**Problems**.
a. In the data writing tutorial, where will the data be stored for now?
b. From the data writing tutorial, copy word for word the passage that begins with the words containing "Once all our" and ends with "on cloud platforms.".

**Document segment**.
* start *

## Data Writing

Once all our transformations are completed, we need to save this data or **Write** this data so that it can be used by stakeholders. For now, we will store in Databricks default storage location but essetially we need to do this on cloud platforms.

Before writing let's perform a simple transformation.

In [0]:
from pyspark.sql.types import *
from pyspark.sql.functions import *

In [0]:
df = spark.read.csv('/Volumes/workspace/default/tutorial_files/BigMartSales.csv', header=True, inferSchema=True)
new_df = df.withColumn('Veg_Expensive', when((col('Item_Type') != 'Meat') & (col("Item_MRP") > 100), 'Veg-Expensive')\
    .when((col('Item_Type') != 'Meat') & (col('Item_MRP') <= 100), 'Veg-Inexpensive')\
        .otherwise('Non-Veg'))
new_df.limit(5).display()

Item_Identifier,Item_Weight,Item_Fat_Content,Item_Visibility,Item_Type,Item_MRP,Outlet_Identifier,Outlet_Establishment_Year,Outlet_Size,Outlet_Location_Type,Outlet_Type,Item_Outlet_Sales,Veg_Expensive
FDA15,9.3,Low Fat,0.016047301,Dairy,249.8092,OUT049,1999,Medium,Tier 1,Supermarket Type1,3735.138,Veg-Expensive
DRC01,5.92,Regular,0.019278216,Soft Drinks,48.2692,OUT018,2009,Medium,Tier 3,Supermarket Type2,443.4228,Veg-Inexpensive
FDN15,17.5,Low Fat,0.016760075,Meat,141.618,OUT049,1999,Medium,Tier 1,Supermarket Type1,2097.27,Non-Veg
FDX07,19.2,Regular,0.0,Fruits and Vegetables,182.095,OUT010,1998,,Tier 3,Grocery Store,732.38,Veg-Expensive
NCD19,8.93,Low Fat,0.0,Household,53.8614,OUT013,1987,High,Tier 3,Supermarket Type1,994.7052,Veg-Inexpensive



#### CSV

In [0]:
new_df.coalesce(1).write.option("header", True) \
  .csv('/Volumes/workspace/default/tutorial_files/BigMartSales_mod')

* end *

**Material supplied**.

* start *

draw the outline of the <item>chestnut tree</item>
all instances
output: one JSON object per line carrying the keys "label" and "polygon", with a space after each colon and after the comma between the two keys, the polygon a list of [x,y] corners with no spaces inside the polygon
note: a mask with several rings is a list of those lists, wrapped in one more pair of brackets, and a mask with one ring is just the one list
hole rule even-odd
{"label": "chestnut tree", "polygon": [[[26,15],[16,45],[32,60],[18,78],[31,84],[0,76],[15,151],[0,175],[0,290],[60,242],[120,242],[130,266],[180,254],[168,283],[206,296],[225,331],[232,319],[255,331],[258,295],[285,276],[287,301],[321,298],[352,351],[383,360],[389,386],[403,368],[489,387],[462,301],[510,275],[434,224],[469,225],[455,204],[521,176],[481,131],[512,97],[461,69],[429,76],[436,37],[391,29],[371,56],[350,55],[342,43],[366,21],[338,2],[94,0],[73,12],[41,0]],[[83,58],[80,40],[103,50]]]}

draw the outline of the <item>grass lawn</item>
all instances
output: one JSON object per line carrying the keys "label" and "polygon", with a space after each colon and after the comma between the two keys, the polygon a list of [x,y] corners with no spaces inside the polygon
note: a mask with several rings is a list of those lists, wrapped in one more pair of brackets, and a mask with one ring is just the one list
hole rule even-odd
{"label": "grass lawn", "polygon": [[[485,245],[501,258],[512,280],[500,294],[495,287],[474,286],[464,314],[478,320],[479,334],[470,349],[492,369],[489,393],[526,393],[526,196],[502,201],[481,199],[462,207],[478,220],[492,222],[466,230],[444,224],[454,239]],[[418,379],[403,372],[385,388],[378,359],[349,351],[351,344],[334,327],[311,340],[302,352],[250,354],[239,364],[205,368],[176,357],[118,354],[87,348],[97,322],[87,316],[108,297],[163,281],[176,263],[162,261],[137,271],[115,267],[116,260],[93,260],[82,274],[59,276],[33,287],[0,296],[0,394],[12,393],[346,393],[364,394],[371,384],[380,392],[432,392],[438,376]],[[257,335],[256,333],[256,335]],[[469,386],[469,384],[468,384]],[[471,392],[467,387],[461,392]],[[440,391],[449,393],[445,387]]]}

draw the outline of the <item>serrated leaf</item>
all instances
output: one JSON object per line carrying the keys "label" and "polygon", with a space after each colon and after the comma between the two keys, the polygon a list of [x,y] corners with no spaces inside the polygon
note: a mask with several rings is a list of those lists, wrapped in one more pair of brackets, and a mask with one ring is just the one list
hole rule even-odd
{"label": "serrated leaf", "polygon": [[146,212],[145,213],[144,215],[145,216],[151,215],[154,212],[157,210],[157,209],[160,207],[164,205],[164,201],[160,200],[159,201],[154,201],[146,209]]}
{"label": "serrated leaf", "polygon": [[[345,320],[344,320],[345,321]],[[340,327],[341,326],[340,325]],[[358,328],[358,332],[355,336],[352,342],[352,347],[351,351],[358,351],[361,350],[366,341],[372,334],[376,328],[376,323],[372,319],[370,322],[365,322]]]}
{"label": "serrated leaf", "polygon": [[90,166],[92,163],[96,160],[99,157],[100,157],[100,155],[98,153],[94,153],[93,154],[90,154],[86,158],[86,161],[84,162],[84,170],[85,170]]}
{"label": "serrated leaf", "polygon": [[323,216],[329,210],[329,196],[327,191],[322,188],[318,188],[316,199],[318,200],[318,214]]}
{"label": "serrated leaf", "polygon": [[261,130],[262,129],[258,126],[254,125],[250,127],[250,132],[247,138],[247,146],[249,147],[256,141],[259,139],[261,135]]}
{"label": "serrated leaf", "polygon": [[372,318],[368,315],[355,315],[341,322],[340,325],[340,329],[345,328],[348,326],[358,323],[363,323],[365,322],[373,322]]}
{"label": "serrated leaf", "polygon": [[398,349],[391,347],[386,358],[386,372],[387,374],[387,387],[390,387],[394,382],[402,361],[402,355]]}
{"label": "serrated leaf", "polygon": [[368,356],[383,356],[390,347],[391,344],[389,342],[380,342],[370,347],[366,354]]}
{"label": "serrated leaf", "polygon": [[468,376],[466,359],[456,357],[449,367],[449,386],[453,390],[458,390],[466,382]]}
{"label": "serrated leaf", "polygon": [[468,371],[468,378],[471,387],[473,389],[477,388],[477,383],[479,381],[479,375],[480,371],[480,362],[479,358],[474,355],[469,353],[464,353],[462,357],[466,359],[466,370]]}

* end *

**Responses to the tasks**.
a. In the Databricks default storage location.

b.
Once all our transformations are completed, we need to save this data or **Write** this data so that it can be used by stakeholders. For now, we will store in Databricks default storage location but essetially we need to do this on cloud platforms.